Excerpts from point annotation data:
++++++++++

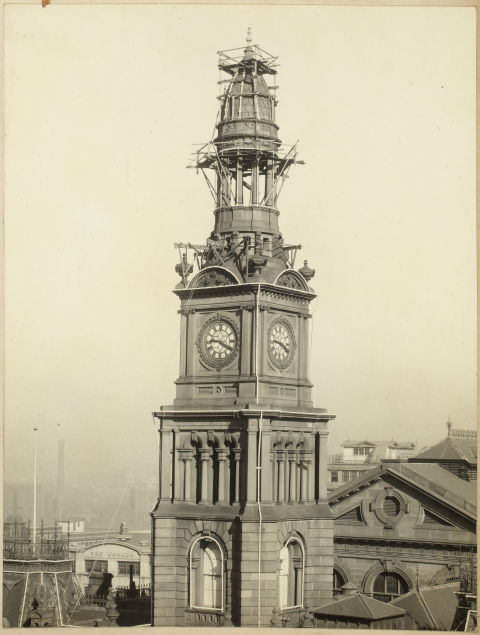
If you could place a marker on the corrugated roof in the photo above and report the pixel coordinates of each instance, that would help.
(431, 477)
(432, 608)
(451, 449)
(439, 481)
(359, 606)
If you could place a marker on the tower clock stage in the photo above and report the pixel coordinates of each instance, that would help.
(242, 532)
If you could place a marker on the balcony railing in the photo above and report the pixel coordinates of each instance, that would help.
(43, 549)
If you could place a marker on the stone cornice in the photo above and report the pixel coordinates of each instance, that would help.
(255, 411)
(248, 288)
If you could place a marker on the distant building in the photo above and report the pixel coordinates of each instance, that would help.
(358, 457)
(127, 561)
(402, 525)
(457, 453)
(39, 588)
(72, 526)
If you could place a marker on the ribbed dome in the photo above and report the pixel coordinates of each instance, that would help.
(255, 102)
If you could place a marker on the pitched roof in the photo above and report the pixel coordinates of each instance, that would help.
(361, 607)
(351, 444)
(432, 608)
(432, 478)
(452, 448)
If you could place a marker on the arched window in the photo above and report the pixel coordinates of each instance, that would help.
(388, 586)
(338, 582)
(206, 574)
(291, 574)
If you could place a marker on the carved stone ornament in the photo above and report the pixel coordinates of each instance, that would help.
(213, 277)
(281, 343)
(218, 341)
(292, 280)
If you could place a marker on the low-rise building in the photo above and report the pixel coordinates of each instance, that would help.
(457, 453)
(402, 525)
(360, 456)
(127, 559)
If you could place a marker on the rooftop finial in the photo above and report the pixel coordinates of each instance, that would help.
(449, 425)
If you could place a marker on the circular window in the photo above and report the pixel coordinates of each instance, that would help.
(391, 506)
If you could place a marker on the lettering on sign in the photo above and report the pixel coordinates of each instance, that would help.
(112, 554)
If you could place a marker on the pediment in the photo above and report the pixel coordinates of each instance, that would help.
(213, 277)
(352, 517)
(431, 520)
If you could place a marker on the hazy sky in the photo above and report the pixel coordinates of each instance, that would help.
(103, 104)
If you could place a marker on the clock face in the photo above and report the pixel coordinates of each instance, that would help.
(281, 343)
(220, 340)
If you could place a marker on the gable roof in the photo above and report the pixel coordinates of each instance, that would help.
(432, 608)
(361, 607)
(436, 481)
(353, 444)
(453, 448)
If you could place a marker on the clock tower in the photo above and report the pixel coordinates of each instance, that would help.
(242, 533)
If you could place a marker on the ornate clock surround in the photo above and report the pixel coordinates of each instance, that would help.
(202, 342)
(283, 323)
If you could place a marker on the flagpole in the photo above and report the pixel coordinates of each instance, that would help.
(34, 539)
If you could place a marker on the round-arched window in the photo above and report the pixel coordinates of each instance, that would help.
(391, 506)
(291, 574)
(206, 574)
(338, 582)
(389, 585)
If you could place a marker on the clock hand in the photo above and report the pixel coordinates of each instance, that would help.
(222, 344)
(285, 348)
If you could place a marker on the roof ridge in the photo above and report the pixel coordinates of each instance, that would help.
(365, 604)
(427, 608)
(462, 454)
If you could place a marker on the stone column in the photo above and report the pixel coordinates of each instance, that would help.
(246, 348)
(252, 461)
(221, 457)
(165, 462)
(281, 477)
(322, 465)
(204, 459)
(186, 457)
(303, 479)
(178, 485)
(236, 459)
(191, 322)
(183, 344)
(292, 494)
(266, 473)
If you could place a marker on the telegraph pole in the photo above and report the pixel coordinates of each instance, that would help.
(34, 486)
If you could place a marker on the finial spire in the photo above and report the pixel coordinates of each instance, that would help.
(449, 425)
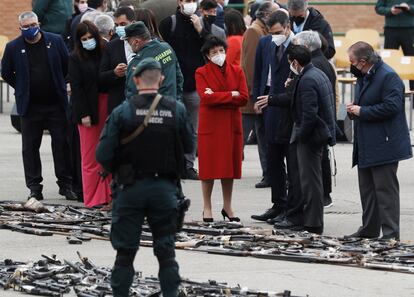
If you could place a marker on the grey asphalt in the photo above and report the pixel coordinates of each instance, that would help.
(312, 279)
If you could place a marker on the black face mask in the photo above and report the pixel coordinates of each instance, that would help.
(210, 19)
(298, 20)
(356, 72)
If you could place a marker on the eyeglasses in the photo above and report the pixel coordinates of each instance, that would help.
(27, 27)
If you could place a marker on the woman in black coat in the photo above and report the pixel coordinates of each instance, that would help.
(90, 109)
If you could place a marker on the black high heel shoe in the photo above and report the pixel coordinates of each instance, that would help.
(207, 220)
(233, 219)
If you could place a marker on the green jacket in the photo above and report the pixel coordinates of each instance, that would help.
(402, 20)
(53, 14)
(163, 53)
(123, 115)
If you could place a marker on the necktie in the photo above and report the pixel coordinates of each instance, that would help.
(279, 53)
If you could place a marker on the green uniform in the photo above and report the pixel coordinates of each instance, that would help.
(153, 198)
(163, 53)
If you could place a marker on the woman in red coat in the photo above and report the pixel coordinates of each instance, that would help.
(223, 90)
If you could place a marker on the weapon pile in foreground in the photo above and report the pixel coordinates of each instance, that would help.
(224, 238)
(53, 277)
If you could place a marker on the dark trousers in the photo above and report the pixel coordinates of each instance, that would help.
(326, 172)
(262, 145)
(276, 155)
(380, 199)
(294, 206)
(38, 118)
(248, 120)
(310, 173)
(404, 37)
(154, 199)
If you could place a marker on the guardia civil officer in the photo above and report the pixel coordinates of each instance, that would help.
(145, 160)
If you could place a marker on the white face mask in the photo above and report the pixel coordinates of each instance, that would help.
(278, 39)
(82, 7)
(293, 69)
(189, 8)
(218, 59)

++++++++++

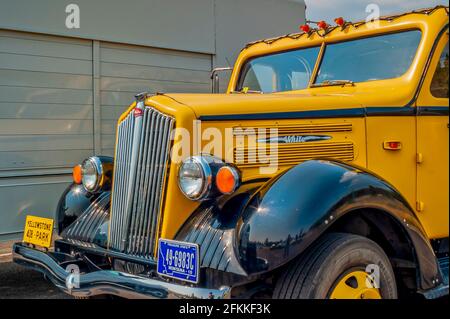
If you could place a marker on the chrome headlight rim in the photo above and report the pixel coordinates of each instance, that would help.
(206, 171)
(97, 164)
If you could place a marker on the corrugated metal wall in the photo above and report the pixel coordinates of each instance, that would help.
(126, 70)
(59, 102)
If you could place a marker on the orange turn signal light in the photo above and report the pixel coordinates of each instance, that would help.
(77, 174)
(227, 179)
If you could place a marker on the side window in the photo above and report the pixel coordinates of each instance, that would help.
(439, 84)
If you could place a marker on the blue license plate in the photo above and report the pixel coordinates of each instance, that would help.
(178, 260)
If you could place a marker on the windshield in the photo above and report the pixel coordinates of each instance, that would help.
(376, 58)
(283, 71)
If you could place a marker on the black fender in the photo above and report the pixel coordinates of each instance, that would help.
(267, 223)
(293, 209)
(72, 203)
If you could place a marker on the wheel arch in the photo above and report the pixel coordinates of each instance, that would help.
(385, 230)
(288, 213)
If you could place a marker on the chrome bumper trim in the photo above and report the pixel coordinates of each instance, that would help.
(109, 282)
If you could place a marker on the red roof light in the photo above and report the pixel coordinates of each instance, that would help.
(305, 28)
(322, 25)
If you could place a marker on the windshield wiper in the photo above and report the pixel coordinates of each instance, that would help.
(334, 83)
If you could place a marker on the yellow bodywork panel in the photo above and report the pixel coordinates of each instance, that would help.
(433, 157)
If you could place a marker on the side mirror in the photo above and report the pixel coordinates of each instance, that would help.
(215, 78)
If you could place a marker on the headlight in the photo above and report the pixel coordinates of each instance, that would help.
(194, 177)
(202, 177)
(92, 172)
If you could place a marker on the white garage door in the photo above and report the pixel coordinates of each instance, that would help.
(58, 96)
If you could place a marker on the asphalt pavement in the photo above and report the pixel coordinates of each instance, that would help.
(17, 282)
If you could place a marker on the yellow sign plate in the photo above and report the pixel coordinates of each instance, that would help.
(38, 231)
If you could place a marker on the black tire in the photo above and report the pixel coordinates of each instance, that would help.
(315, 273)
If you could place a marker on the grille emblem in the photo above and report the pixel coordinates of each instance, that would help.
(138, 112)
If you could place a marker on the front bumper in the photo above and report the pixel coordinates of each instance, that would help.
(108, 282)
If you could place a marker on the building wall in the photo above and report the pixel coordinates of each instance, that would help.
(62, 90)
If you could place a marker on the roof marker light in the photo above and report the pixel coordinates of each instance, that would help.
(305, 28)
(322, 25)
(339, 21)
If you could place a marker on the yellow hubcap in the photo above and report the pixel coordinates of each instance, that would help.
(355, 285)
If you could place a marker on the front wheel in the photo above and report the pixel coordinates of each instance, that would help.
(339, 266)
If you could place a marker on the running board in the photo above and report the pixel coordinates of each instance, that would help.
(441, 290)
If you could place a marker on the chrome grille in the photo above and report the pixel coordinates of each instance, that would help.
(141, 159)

++++++++++

**Your task**: How many lines in the records above contain the string "window", with case counting? Reply with the number only.

**Written solution**: 4